[Supplied data Boundary: Start]

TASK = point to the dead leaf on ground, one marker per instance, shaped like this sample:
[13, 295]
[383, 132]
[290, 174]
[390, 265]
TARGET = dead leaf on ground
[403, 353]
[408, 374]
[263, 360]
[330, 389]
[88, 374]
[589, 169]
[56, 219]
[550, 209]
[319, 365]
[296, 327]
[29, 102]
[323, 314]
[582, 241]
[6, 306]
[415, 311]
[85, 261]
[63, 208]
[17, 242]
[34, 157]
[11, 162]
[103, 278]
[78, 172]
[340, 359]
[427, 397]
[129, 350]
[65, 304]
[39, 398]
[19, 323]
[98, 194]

[Supplied data Boundary: End]

Work item ▸ From beginning to end, the data must be duplicated exactly.

Response to this task ▸
TASK = point to the dead leaf on ground, one marker per instance, shaped like this sample:
[13, 295]
[383, 132]
[290, 174]
[390, 265]
TARGET = dead leaf on ground
[403, 353]
[408, 374]
[263, 360]
[330, 389]
[88, 374]
[589, 169]
[56, 219]
[550, 209]
[319, 365]
[296, 327]
[29, 102]
[323, 314]
[582, 241]
[6, 306]
[415, 311]
[85, 261]
[63, 208]
[17, 242]
[34, 157]
[11, 162]
[103, 278]
[78, 172]
[340, 359]
[427, 397]
[129, 350]
[65, 304]
[39, 398]
[19, 323]
[98, 194]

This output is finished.